*What you will do*. All records must be quoted exactly. Omit the pictures.

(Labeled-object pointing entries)
## Begin
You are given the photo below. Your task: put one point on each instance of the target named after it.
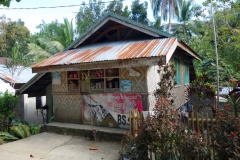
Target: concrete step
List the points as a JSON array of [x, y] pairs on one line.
[[72, 129]]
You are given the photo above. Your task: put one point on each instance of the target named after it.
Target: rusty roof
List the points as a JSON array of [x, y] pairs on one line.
[[112, 51], [23, 77]]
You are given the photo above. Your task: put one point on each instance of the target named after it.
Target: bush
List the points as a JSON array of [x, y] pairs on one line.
[[226, 135], [7, 103]]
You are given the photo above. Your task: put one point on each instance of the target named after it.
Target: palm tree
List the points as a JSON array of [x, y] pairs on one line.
[[185, 26], [43, 48], [64, 33], [165, 6]]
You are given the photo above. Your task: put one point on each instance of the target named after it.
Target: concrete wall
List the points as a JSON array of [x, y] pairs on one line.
[[30, 112]]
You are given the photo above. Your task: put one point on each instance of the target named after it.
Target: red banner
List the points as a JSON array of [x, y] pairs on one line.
[[109, 109]]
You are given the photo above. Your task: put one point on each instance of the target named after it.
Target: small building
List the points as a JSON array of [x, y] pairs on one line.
[[111, 69], [26, 110]]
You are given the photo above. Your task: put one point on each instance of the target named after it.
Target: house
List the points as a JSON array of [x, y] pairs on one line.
[[26, 110], [110, 70]]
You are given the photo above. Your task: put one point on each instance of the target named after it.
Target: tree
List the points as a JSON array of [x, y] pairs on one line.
[[116, 7], [139, 12], [227, 29], [165, 6], [12, 34], [185, 27], [87, 16], [6, 3], [64, 33], [43, 48], [16, 64]]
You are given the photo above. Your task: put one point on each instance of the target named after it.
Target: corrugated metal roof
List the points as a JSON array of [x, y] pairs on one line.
[[111, 51], [22, 78]]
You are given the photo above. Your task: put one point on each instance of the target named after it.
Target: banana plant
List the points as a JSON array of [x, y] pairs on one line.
[[234, 97]]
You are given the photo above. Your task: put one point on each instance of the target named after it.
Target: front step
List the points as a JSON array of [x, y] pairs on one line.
[[103, 133]]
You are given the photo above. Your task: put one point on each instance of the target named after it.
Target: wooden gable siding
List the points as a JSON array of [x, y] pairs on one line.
[[68, 105]]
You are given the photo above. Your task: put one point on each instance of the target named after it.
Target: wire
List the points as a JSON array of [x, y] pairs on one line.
[[83, 4]]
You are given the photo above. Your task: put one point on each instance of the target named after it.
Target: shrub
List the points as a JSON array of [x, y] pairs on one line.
[[226, 135], [7, 103]]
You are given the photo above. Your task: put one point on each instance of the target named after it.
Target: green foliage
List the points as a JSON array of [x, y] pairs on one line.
[[16, 64], [166, 8], [88, 15], [227, 28], [18, 130], [200, 91], [226, 135], [43, 48], [34, 129], [117, 7], [23, 131], [166, 83], [5, 136], [139, 12], [193, 146], [13, 34], [7, 103]]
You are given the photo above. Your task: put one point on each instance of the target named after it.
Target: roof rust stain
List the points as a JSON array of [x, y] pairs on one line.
[[169, 44], [133, 50], [119, 50], [90, 55], [7, 78], [151, 48]]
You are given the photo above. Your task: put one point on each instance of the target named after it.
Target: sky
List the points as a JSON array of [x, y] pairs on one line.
[[34, 17]]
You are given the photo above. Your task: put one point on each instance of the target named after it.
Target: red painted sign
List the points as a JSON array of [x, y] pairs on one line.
[[109, 109]]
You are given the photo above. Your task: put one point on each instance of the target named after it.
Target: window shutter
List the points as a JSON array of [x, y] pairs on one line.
[[186, 73]]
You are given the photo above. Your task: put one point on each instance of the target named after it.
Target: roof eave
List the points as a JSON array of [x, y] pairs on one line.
[[115, 17], [29, 83], [186, 48]]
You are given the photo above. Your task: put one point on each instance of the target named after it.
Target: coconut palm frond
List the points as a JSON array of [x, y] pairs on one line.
[[32, 46], [54, 47]]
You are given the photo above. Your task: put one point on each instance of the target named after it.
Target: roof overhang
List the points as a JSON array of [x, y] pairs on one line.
[[114, 54], [36, 86]]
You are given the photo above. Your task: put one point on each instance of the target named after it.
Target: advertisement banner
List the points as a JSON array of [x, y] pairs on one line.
[[109, 109]]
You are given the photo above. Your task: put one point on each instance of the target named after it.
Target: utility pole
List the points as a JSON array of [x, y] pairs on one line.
[[216, 52]]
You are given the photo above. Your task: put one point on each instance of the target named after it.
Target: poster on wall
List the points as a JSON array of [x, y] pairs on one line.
[[109, 109], [56, 78], [126, 85]]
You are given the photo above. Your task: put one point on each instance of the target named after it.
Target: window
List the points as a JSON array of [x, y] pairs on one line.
[[102, 79], [177, 68], [186, 73]]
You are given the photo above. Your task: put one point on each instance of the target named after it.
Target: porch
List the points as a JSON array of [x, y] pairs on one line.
[[73, 129]]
## End
*Response for this exercise*.
You are given the photo below. Your task: put one point on each instance of the target named after it.
Target: concrete step
List the points as a JSON array of [x, y] pairs on one line.
[[72, 129]]
You are given the photo above. Your task: put one point on each instance of the target named after it.
Target: rusty roof
List the points as a JSON array of [x, y] pairs on one line.
[[112, 51], [23, 77]]
You are given the photo above. Your task: put one point on each instance of the target named after it.
Target: bush
List the points as a JSON array of [x, y] pairs on one line.
[[226, 135], [7, 103]]
You are given the photo above. Your task: put one point on each instance of the target named after it.
Target: palm tree
List the points as a JSON array of [x, y] pairs on one line.
[[185, 26], [43, 48], [64, 33], [165, 6]]
You are given the photo above. Your task: put one point on each instance of the target named after it.
Target: concrete wall
List the points as a JSON array of [x, y] pairs on one line.
[[30, 112]]
You are given the photo above. Your task: put one point on each instance of the target named after it.
Target: red banner
List the points as a JSON array of [x, y] pairs on one line.
[[109, 109]]
You are given the photo above. Your task: put one point on each instance of the target named after it.
Target: small building
List the points as a JSON array of [x, y] pairs on one line.
[[111, 69], [26, 110]]
You are given the photo above. Your task: put one point on each instance of the target named after it.
Target: house
List the points as a JSON array of [x, y] pairs on one line.
[[26, 110], [110, 70]]
You are given the photo above. Your task: put one point on each instance of the target named after it.
Target: tree
List the points as a JSON array of [x, y] pairs on one line.
[[116, 7], [139, 12], [227, 29], [165, 6], [12, 34], [185, 27], [87, 16], [6, 3], [64, 33], [43, 48], [16, 64]]
You are given the photo above. Your task: put one point on each instance of the target named after it.
Target: corrugated metal roof
List the points as a JSON array of [x, y] pairs on one line.
[[111, 51], [22, 78]]
You are given the photo above. Your task: put one point on each instance of the target named after it.
Target: banana plant
List the points as a JSON array of [x, y] pairs on one line.
[[234, 97]]
You are given the photo above. Your task: put one point on each instance of the target named after it.
Target: front step
List the points as a JSON array of [x, y] pairs on one line.
[[103, 133]]
You are given the photo above. Your task: put one point on each instance of the target named after it.
Target: wooden gable siding
List the points as a JSON array of [x, y] pairs on one line.
[[68, 105]]
You are given the photo above. Your task: put one point on each instance of the target named after it.
Target: wire
List the points as a JSON array of [x, y] pairs on one line.
[[83, 4]]
You are given the photo above. Your task: put one point on each instance of the target named after it.
Target: shrub
List the points as a JSON array of [x, y] pairs on one line.
[[226, 135], [7, 103]]
You are given the photo above. Your task: put one point on each instance of the target named after it.
Target: green foliage
List the points as a JSON array of [x, y] pairs on one line.
[[16, 64], [166, 8], [88, 15], [227, 28], [18, 130], [200, 91], [226, 135], [43, 48], [34, 129], [117, 7], [23, 131], [166, 83], [5, 136], [139, 12], [193, 146], [13, 34], [7, 103]]
You are given the photo above. Your task: put one point on each instance of the target named after it.
Target: roof rust stain
List the points as a JSON array of [x, y] pairs on one line.
[[169, 44], [133, 50], [119, 50], [90, 55], [7, 78], [151, 48]]
You are given the photo above. Your task: put one point on each instance of the target named after it.
Target: sky
List the points as a JSON array of [x, y] pairs on one line.
[[34, 17]]
You are given the photo above. Your task: put one point on each instance of the target named after it.
Target: red painted sign
List the points as a JSON array of [x, y] pairs on one line.
[[109, 109]]
You are given the photo above. Your task: put one point on each instance of the target named after it.
Target: window shutter
List the points as a JSON array of [x, y] pairs on one line.
[[186, 73]]
You are given the photo above. Your task: put one point on each instance of the target named after it.
Target: roof eave
List the points as a JSON array of [x, y] pairs on one line.
[[115, 17], [29, 83], [186, 48]]
You are given the photo above. Your task: put one point on each instance of the target named after it.
Target: coconut palm frond
List the points as a JSON array of [x, y] pairs on one line.
[[32, 46], [54, 47]]
You are given the photo above. Your task: put one point on each instance of the target named after it.
Target: roof overhang
List the points as a JSON array of [x, y] pairs on one line.
[[114, 54], [36, 86]]
You are given the photo above. Your task: put one point on each instance of the target named after it.
Target: advertisement banner
List the points as a JSON array of [x, y] pairs on one line.
[[109, 109]]
You are given the photo above. Your task: put one point on each instance of the target named after it.
Target: utility pole
List the points as a JSON array of [x, y] pairs on one line.
[[216, 52]]
You are given the photo above. Your task: put one point on each instance of the target named after it.
Target: poster on wall
List the points as a JSON array of [x, y] pairs on one line.
[[109, 109], [56, 78], [126, 85]]
You are given the photo above. Your task: put one point on each instance of the target named after it.
Target: window
List the points as a JSON array of [x, y] pairs on one line.
[[102, 79], [177, 68], [186, 73]]
You are given the photo above. Your task: put one point on each instance of the target named after it.
Target: porch
List the points as a JSON array of [x, y] pairs on one line.
[[73, 129]]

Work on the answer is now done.